> _What you will do_:
The entries below must be repeated exactly. None may be skipped.

Stored dataset items:
====================

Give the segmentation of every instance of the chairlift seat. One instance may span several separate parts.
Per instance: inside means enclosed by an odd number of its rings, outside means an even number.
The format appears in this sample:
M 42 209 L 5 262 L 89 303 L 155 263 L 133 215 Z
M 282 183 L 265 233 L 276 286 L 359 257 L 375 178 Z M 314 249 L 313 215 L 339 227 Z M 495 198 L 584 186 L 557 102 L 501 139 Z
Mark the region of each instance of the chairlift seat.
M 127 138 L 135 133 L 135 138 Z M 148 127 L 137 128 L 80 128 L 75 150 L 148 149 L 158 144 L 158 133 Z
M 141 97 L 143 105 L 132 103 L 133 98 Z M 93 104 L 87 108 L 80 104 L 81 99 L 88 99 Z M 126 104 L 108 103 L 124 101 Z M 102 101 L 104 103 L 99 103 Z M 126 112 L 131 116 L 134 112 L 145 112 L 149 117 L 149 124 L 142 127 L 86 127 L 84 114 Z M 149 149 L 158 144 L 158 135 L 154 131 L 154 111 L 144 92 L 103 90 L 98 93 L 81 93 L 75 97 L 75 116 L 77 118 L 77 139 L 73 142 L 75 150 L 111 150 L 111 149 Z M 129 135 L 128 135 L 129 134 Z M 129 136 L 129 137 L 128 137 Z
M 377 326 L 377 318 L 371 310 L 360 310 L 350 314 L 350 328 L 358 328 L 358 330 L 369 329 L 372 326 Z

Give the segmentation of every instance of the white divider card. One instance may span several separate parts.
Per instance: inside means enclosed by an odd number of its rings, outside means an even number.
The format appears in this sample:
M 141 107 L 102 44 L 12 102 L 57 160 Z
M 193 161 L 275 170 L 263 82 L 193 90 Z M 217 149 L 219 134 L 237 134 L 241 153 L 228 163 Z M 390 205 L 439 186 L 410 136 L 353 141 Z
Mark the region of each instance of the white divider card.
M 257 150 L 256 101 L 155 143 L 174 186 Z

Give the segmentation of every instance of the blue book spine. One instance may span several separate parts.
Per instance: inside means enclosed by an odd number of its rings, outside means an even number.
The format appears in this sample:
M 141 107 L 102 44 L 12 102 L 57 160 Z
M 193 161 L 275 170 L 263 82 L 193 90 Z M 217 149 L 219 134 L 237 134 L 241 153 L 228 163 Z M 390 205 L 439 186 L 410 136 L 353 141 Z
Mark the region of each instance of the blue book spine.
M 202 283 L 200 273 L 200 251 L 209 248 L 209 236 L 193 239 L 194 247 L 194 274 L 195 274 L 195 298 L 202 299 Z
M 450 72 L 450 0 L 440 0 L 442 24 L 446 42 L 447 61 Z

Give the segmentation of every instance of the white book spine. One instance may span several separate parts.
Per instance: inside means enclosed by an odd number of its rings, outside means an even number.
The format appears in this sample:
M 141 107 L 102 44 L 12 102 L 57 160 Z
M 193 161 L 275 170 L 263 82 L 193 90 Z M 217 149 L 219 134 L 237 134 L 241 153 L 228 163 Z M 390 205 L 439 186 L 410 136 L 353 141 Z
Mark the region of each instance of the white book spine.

====================

> _The answer_:
Give the segmentation of every instance of the chairlift seat. One instance may span several separate parts.
Per instance: inside means enclosed by an odd number of its rings, outside means an even number.
The format appears in this sample:
M 42 209 L 5 262 L 89 303 L 155 263 L 133 215 Z
M 282 183 L 265 233 L 276 286 L 359 257 L 375 178 Z M 314 249 L 313 215 L 339 227 Z M 495 198 L 584 186 L 557 102 L 501 139 Z
Mark the region of each instance of the chairlift seat.
M 127 138 L 135 133 L 135 138 Z M 148 127 L 137 128 L 80 128 L 75 150 L 148 149 L 158 144 L 158 133 Z
M 141 97 L 143 105 L 132 103 L 133 98 Z M 93 104 L 87 108 L 80 104 L 81 99 L 88 99 Z M 126 104 L 108 103 L 124 101 Z M 102 101 L 104 103 L 99 103 Z M 126 112 L 131 116 L 134 112 L 145 112 L 149 117 L 149 124 L 142 127 L 86 127 L 84 114 Z M 149 149 L 158 144 L 158 135 L 154 131 L 154 111 L 144 92 L 103 90 L 98 93 L 81 93 L 75 97 L 75 116 L 77 118 L 77 139 L 73 142 L 75 150 L 111 150 L 111 149 Z M 129 135 L 128 135 L 129 134 Z M 129 136 L 129 137 L 128 137 Z
M 377 326 L 377 318 L 371 310 L 360 310 L 350 314 L 350 328 L 358 328 L 358 330 L 369 329 L 372 326 Z

Give the segmentation of every instance of the white divider card. One instance may span several separate parts.
Per instance: inside means enclosed by an odd number of its rings, outside means an even number.
The format appears in this sample:
M 141 107 L 102 44 L 12 102 L 57 160 Z
M 193 161 L 275 170 L 263 82 L 193 90 Z M 217 149 L 219 134 L 237 134 L 241 153 L 228 163 Z M 390 205 L 439 186 L 410 136 L 353 141 Z
Mark the region of each instance of the white divider card.
M 257 150 L 256 101 L 155 143 L 174 186 Z

Give the segmentation of every instance of the blue book spine. One instance may span several separate parts.
Per instance: inside means enclosed by an odd number of its rings, outside means an even number.
The format appears in this sample:
M 141 107 L 102 44 L 12 102 L 57 160 Z
M 193 161 L 275 170 L 263 82 L 193 90 Z M 217 149 L 219 134 L 237 134 L 241 153 L 228 163 Z M 390 205 L 439 186 L 410 136 L 353 141 Z
Mark the region of each instance of the blue book spine.
M 202 283 L 200 273 L 200 251 L 209 248 L 209 236 L 193 239 L 194 247 L 194 274 L 195 274 L 195 298 L 202 299 Z
M 450 72 L 450 0 L 440 0 L 442 24 L 446 42 L 447 61 Z

Give the segmentation of every instance of the white book spine. One instance may span several separate parts.
Per instance: inside means enclosed by an odd number of its rings, outside means an even number.
The format appears in this sample:
M 141 107 L 102 44 L 12 102 L 57 160 Z
M 193 161 L 275 170 L 263 82 L 193 90 Z M 217 149 L 219 134 L 237 134 L 241 153 L 228 163 Z M 390 205 L 439 186 L 410 136 L 353 141 Z
Mark the region of each instance of the white book spine.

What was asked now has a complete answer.